Start of RECORD EXCERPTS

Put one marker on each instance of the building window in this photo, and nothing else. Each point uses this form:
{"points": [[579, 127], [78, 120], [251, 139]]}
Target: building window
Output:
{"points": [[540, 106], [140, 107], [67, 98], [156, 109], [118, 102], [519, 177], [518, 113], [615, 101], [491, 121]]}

End of RECORD EXCERPTS

→ ACTIVITY:
The result should be every line of the material that contains the word "window", so copy those lines.

→ ANSWER TO THIS PROBLEM:
Put one marker on each instance of the building window in this photo, and nothing else. Each point uses this form:
Target: building window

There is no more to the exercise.